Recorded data
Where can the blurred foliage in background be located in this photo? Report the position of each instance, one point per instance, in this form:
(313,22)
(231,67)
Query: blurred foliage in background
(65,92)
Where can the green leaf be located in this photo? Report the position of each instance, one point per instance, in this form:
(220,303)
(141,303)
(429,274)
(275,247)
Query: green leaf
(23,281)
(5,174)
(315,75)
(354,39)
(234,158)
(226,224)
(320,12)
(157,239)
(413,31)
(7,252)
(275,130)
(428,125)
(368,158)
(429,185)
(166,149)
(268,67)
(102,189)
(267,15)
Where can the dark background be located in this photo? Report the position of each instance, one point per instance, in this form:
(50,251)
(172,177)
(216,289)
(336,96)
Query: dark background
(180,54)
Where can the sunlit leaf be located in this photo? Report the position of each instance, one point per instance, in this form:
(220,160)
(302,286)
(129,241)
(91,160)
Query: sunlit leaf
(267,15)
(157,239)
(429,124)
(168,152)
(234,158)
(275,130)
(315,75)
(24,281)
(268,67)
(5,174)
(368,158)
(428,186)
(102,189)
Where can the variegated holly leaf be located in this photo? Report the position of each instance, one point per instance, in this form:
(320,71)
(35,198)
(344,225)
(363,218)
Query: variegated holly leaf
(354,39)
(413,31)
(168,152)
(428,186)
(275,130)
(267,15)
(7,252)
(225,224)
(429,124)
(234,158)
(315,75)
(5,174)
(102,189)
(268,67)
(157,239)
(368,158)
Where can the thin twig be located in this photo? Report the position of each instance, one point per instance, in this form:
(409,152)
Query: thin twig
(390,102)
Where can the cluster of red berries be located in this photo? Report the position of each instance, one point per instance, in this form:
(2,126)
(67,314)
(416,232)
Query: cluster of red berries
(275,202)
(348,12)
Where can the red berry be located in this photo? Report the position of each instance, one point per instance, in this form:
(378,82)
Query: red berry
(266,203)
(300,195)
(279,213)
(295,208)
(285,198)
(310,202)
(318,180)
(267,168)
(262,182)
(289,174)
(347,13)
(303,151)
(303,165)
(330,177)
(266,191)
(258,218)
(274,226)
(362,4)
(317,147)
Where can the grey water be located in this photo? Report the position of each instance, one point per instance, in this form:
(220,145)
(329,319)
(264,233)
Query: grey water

*EXERCISE REQUIREMENTS*. Turn the records above into a JSON list of strings, with one string per line and blank lines left out.

*REPLY TO THE EXERCISE*.
[
  "Where can the blurred foliage in background be located in this photo? Report the position of each instance, one point per instance, in this form:",
  "(313,22)",
  "(231,67)",
  "Query: blurred foliage in background",
  "(65,92)",
  "Where can the green leaf be located in this photo? Report the position of each instance, one point per instance, in this form:",
  "(220,303)",
  "(141,303)",
  "(429,274)",
  "(275,247)",
  "Query: green leaf",
  "(23,281)",
  "(5,174)",
  "(315,75)",
  "(354,39)",
  "(234,158)",
  "(226,224)",
  "(320,12)",
  "(157,239)",
  "(413,31)",
  "(7,252)",
  "(275,130)",
  "(428,125)",
  "(368,158)",
  "(429,185)",
  "(166,149)",
  "(268,67)",
  "(102,189)",
  "(267,15)",
  "Where can the dark background be located in this photo? Report the position of each instance, one point per instance, in this form:",
  "(50,251)",
  "(172,177)",
  "(216,289)",
  "(336,96)",
  "Query: dark background",
  "(180,54)",
  "Where can the sunlit leaf be located in this photo? Report the position of each instance, one point per instance, in this form:",
  "(220,160)",
  "(302,286)",
  "(129,241)",
  "(91,160)",
  "Query: sunlit leaf",
  "(267,15)",
  "(157,239)",
  "(429,124)",
  "(168,152)",
  "(234,158)",
  "(275,130)",
  "(315,75)",
  "(24,281)",
  "(268,67)",
  "(5,174)",
  "(368,158)",
  "(428,186)",
  "(102,189)",
  "Where can the variegated holly leaf be located in this photo? Report the position of each instance, one point per instance, in this form:",
  "(320,71)",
  "(35,198)",
  "(344,225)",
  "(363,218)",
  "Query: variegated holly leaf",
  "(354,39)",
  "(413,31)",
  "(168,152)",
  "(428,186)",
  "(275,130)",
  "(267,15)",
  "(7,252)",
  "(225,224)",
  "(429,124)",
  "(234,158)",
  "(315,75)",
  "(5,174)",
  "(102,189)",
  "(268,67)",
  "(157,239)",
  "(368,158)",
  "Where can the thin twig be located in this photo? Report the position of each instance, one point per instance, in this form:",
  "(409,152)",
  "Query: thin twig",
  "(390,102)",
  "Where can the cluster of red berries be located in this photo? Report the position of each instance, one point per instance, in this form:",
  "(2,126)",
  "(67,314)",
  "(416,232)",
  "Query: cluster of red berries",
  "(275,202)",
  "(348,12)",
  "Where can the red berry be located in this photo? Report the position of each instance, one point per instance, in this form:",
  "(378,82)",
  "Query: red berry",
  "(266,203)",
  "(300,195)",
  "(279,213)",
  "(295,208)",
  "(285,198)",
  "(310,202)",
  "(318,180)",
  "(267,168)",
  "(262,182)",
  "(289,174)",
  "(347,13)",
  "(303,151)",
  "(303,165)",
  "(330,177)",
  "(266,191)",
  "(258,218)",
  "(274,226)",
  "(362,4)",
  "(317,147)",
  "Where can the grey water be located in this photo? Report the position of each instance, one point per instance, in this form:",
  "(220,145)",
  "(329,319)",
  "(264,233)",
  "Query: grey water"
]